Task statement: Among the lines of the entries below, count those containing the word "curb" and answer with the number only.

Given records:
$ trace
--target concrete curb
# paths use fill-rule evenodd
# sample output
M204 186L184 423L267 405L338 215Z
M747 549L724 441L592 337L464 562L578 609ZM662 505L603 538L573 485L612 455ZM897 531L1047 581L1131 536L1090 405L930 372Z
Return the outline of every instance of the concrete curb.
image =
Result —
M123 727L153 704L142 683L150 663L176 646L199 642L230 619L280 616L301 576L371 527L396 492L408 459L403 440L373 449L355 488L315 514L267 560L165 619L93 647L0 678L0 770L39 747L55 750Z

Answer: 2